[Excerpted text Boundary: Start]

Business Risk Management
Business risk management (BRM) tools are essential to Canada’s agriculture. FVGC requests that the federal government ensure there are funds allocated to allow AAFC’s continued review of current BRM programs, and work with industry to ensure these programs are effective.
What FVGC is Asking For
- Increase the AgriStability margin coverage to 85%. The current 70% trigger level provides very limited protection to farms.
- Work with stakeholders to explore changes to BRM programming options that are meaningful and focused on program effectiveness rather than funding levels.
- Examine options for enhancing access for greenhouse growers to production insurance.
- Establish an industry-government technical working group that allows farm groups to actively participate in BRM data and impact analysis.
- Work with industry to develop and deploy innovative risk management tools to assist farmers manage production risks in horticulture. This would be especially critical for greenhouse growers, who currently lack access to the government’s crop production insurance program, which covers most grains and oilseeds, and a considerable number of other horticulture crops.

[Excerpted text Boundary: End]

Your objective —
Carry on the business risk management text from its final sentence.

[Records Boundary: Start]

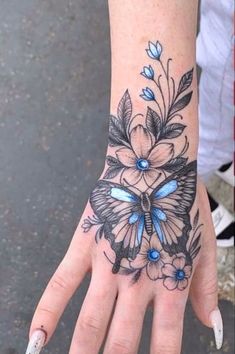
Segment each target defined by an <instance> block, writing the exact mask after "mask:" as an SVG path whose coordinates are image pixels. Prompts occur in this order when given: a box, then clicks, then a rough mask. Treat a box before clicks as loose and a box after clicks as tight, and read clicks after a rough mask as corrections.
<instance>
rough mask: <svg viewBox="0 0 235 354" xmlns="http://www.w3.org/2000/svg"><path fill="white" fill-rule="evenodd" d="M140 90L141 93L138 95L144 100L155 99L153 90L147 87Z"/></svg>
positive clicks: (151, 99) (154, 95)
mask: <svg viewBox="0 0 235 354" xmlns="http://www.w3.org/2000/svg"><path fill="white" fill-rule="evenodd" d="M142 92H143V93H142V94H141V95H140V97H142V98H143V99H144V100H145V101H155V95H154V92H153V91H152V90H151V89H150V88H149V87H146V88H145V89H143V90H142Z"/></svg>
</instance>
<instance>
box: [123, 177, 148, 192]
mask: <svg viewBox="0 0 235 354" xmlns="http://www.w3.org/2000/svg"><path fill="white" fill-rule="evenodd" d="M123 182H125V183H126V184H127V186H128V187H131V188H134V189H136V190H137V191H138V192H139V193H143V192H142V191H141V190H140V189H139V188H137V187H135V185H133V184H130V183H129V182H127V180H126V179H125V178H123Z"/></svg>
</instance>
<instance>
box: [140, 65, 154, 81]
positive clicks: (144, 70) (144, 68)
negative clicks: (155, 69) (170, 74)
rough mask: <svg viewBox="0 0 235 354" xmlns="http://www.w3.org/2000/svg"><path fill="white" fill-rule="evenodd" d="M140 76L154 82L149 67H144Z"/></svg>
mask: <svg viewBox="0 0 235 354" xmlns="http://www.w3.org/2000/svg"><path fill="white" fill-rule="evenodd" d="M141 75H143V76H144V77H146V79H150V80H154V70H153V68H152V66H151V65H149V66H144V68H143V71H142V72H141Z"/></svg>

[Records Boundary: End]

Result of this task —
CHC advocates on behalf of fruit and vegetable growers to ensure the maximum effectiveness of Canada’s BRM programs:
- AgriStability, which provides support when growers experience a large margin decline;
- AgriInvest, which provides cash flow to help growers manage income declines;
- AgriInsurance, which provides cost-shared insurance against natural hazards to reduce the financial impact of production or asset loss; and
- AgriRecovery, which is a disaster relief framework that works with the above programs to help agricultural producers recover from natural disasters.